▸ **Provided passage**:
----------------------------------------

Tax avoidance in 2010 – the year of the closely held entity

If 2009 was the year of the conduit financing case, 2010 will be remembered as the year closely held entities took centre stage in the eternal struggle between taxpayers and tax authorities. 

Penny and Hooper became household names, Chicken Little prophecies were made in the media, and taxpayers were left scratching their heads as to what it all means for them. 

This Brief Counsel recaps the main tax cases decided in calendar 2010, draws out five key points and predicts what 2011 will bring.

The cases

Penny and Hooper

Surgeons Dr Ian Penny and Dr Gary Hooper transferred their practices to family companies which paid them below market salaries in comparison with what they had earned when self-employed.  This meant that most of the income from their surgical work was taxed at the lower corporate rate.  This income was eventually channelled back for the benefit of the surgeons’ families, with no additional tax.

The Commissioner said the arrangement was tax avoidance because the salaries were not arm’s length. 

The High Court1 rejected the IRD’s interpretation and held that nothing in the Income Tax Act requires arm’s-length salaries to be paid.  This decision was, however, subsequently overturned by a majority in the Court of Appeal2 which found that the combination of the non-market salaries, corporate structures and the fact that the funds not paid as salary were eventually applied for the sugeons' private benefit meant that the arrangements were not within Parliament’s contemplation and that commercial salaries should have been paid.

----------------------------------------

▸ **Tasks to perform**:
[1] Answer these questions from the text on tax avoidance in 2010:
(a) According to the text, what was 2009 the year of?
(b) Why did the Commissioner say the surgeons' arrangement was tax avoidance?
(c) What did the High Court hold about the Income Tax Act?
[2] Pick up the text on tax avoidance in 2010 after its final sentence and keep writing it.

----------------------------------------

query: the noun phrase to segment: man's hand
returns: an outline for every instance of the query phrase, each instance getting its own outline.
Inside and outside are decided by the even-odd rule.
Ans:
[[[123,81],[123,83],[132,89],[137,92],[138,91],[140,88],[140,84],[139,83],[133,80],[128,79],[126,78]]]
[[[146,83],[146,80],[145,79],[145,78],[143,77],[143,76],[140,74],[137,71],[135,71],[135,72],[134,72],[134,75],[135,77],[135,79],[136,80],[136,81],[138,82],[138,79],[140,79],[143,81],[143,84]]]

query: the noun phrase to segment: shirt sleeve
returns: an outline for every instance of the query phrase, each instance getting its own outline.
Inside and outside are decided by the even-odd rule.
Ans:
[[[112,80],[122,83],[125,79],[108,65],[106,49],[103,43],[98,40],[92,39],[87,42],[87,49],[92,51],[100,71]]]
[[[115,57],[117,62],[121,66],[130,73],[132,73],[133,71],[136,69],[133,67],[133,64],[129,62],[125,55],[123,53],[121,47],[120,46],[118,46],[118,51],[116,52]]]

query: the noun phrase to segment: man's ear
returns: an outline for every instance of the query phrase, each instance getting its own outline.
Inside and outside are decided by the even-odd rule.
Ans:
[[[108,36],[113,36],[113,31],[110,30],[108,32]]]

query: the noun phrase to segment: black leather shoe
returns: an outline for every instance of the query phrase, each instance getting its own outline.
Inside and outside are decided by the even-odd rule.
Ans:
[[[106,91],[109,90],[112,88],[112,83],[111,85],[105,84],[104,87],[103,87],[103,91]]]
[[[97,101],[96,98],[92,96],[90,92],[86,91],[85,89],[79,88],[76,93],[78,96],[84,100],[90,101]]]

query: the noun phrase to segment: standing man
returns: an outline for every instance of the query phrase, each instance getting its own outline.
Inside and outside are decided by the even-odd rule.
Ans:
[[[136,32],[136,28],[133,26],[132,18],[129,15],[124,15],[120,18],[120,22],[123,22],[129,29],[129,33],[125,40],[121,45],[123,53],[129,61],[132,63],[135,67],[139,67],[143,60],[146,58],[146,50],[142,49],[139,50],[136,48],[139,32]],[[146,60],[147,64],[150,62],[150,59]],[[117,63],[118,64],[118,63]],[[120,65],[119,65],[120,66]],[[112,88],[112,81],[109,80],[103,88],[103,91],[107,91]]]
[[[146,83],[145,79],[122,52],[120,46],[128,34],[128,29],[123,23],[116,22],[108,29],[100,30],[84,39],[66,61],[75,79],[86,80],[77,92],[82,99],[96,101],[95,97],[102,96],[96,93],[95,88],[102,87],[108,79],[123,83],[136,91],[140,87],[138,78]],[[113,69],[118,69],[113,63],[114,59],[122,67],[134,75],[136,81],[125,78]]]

----------------------------------------

▸ **The replies**:
[1]
(a) The conduit financing case.
(b) Because the salaries were not arm's length.
(c) That nothing in the Income Tax Act requires arm's-length salaries to be paid.

[2]
Drs Penny and Hooper have been granted leave to appeal to the Supreme Court.

Krukziener

Andrew Krukziener conducted a series of property developments over a number of years through special purpose vehicles, mostly discretionary trusts.  Rather than paying him a salary, these vehicles generally gave him interest free loans.  Profits were distributed (in a non-cash form) to new development entities with start-up type losses.  Most of these loans were eventually repaid out of a capital distribution received by Mr Krukzeiner from another trust.  

The Commissioner sought to tax the loans as income under section BG 1.  In the Taxation Review Authority, Judge Barber held for the Commissioner.3  In September the High Court delivered its judgment,4 dismissing Mr Krukziener’s appeal and largely agreeing with Judge Barber’s analysis.

Mr Krukziener says he will appeal the High Court’s decision.

White

Dr Philippa White incorporated a company through which she continued her work as an anaesthetist and also leased two avocado orchards.  The income the company earned from her anaesthetics practice was offset by the losses generated by the orchards.  Dr White received no salary.

In the Taxation Review Authority, Judge Barber held5 that the arrangement was a tax avoidance arrangement.  The High Court6 overturned Judge Barber’s decision on the grounds that:

  • unlike Penny, this was not a case in which a reduced salary was deliberately paid but where the company lacked the funds to pay a salary
  • there was a realistic expectation at the time the structure was implemented that there would be sufficient profit to pay a salary to the anaesthetist, and
  • there is a distinction between purpose and effect, and while the effect of the arrangement was, for unforeseen reasons, to negate the need for the anaesthetist to pay income tax, the purpose was not to obtain an impermissible tax advantage.

Chapman Tripp comments

While the law is developing in this area, the following propositions may help in determining whether these cases apply to you.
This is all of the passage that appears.